Collectionspace Migration Tools

🔥

Neither CollectionSpace (the organization) nor LYRASIS offers support for collectionspace_migration_tools.

This application is created and maintained for internal LYRASIS staff use only. Many of its design decisions are based on:

our CS hosting architecture
the assumption that it will be used by data migration experts on migration projects where the target CS instance is not in active use

This means:

it is highly unlikely anyone outside LYRASIS will be able to clone this repository and use the tool as-is
using this tool on a CS instance in active use is dangerous to the data integrity of that instance

However, we have made this code available in the spirit of open-source and transparency, in case any of it might be informative for CS institutions/users who wish to build their own tooling for working with CS data at scale.

Table of Contents

Requirements
One-time setup
Per-instance setup
Test your setup
Usage
Development
Tests
License
Security
Code of Conduct
Contributions
Versions
Credits

See doc/decisions.adoc for more info/background on some of the decisions made

Requirements

Ruby 3.1.0.
Docker and docker-compose.
- Running the required docker-compose command will by default set up two instances of Redis on ports 6380 and 6381. The port numbers used are configurable as described below
The user of this tool will have set up the Github and AWS CLI as detailed in our team technical documentation.
For each CS instance this tool will be used to manipulate:
- The user of this tool must be able to connect directly to the CollectionSpace database and perform read-only/select queries. Should be handled by correct assignment of user to the AWS MigrationsRole by Hosting team.
- If you plan to do batch ingests, there must be an AWS S3 bucket (Fast Import Bucket) set up for ingesting into the instance, and the user of this tool must have permission to add and delete objects to that bucket, as well as list objects in the bucket. Should be handled by correct assignment of user to the AWS MigrationsRole by Hosting team.

One-time setup

Add `bin` to PATH (optional)

========================

Objectives
1 - Return the part of the Collectionspace Migration Tools text from "This application is" to "data at scale." without any changes.
2 - Resume the Collectionspace Migration Tools text, picking up right after its last sentence.

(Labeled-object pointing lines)

========================

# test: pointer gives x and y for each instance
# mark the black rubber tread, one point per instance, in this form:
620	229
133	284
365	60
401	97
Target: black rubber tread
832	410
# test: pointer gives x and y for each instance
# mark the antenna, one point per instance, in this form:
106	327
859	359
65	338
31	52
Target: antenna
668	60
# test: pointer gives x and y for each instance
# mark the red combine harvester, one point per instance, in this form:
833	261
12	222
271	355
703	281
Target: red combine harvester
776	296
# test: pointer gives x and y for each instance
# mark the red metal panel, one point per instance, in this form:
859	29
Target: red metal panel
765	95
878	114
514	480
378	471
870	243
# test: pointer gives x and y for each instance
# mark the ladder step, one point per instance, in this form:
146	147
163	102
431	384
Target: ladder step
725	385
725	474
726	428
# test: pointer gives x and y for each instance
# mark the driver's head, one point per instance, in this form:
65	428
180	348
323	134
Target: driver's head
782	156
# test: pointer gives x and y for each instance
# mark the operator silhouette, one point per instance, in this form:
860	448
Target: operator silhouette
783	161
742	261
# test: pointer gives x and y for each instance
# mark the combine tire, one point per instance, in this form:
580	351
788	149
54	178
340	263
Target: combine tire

========================

Outputs for the tasks
1 -
This application is created and maintained for internal LYRASIS staff use only. Many of its design decisions are based on:

our CS hosting architecture
the assumption that it will be used by data migration experts on migration projects where the target CS instance is not in active use

This means:

it is highly unlikely anyone outside LYRASIS will be able to clone this repository and use the tool as-is
using this tool on a CS instance in active use is dangerous to the data integrity of that instance

However, we have made this code available in the spirit of open-source and transparency, in case any of it might be informative for CS institutions/users who wish to build their own tooling for working with CS data at scale.

2 -
To avoid having to prepend thor, rspec and other commands with bundle exec, add this repo’s ./bin to your PATH.

If you do not do this step, and running a command you see in the documentation fails, try prepending `bundle exec ` to the command.

Redis config

This should "just work" without you having to do anything, but you might want to change it if the ports being used for Redis conflict with something you use for other work.

If you want to change the Redis ports, you need to update them in two places:

the ./docker-compose.yml file (which builds the Redis instances and makes them locally accessible via the given ports)
the ./redis.yml file (which tells the application which port/Redis instance to use for storing RefNames vs. CSIDs)

Nothing in ./redis.yml is sensitive, as it’s all just on your local machine.

System config

Use the commented sample_system_config.yml as an example or starting point.

Location of file

You have three options for where to put your system config file. These will be checked in the following order. The first one found will be used:

Custom filename and location indicated in COLLECTIONSPACE_MIGRATION_TOOLS_SYSTEM_CONFIG environment variable. You can set this environment variable per-session or permanently in your shell/terminal config.
~/.config/collectionspace_migration_tools/system_config.yml
system_config.yml file in the base directory of this repository

File contents/settings

csv_chunk_size: The use/purpose of reading CSVs in chunks is explained in Faster Parsing CSV With Parallel Processing. Each chunk is sent to a parallel worker for processing. A chunk with more rows will take longer to process, but I have not investigated the tradeoff between queueing up/passing on more chunks vs. larger chunks.
max_threads: Maximum number of threads that will be spun up for a given parallel process run in threads.
max_processes: Maximum number of processes that will be spun up for a given parallel process run in processes.
aws_profile: The name of the second AWS profile you created (the one with role_arn and source_profile specified.

ℹ️

The default settings seem to be working ok for not-gigantic migration projects on my DTS-issued Macbook Pro, but I have not yet done much testing to figure out optimal settings for these. I assume if things are running super slowly, try upping max_threads/max_processes. If your system is too strained, lower max_threads/max_processes. I confess I’m not entirely sure if it thread vs process makes a difference in terms of system resource usage, but it seemed like a good idea to separate them in case this mattered.

💡	You can find what uses threads vs. processes by searching this codebase for `CMT.config.system.max_threads` and `CMT.config.system.max_processes`.

Per-instance setup

Use the commented sample_client_config.yml as an example or starting point.

See client config management documentation for more details.

You will need to have:

The tenant name for the instance. These can be found via CHIA. Do bin/console, and then CHIA.tenant_names to get a list of current tenant names.
Record mappers for the instance, downloaded from the cspace-config-untangler repo. Instances without their own UI plugin use community-supported profile mappers for the latest release of CollectionSpace. Mappers for hosted clients with their own UI plugins are in Lyrasis-hosted profiles.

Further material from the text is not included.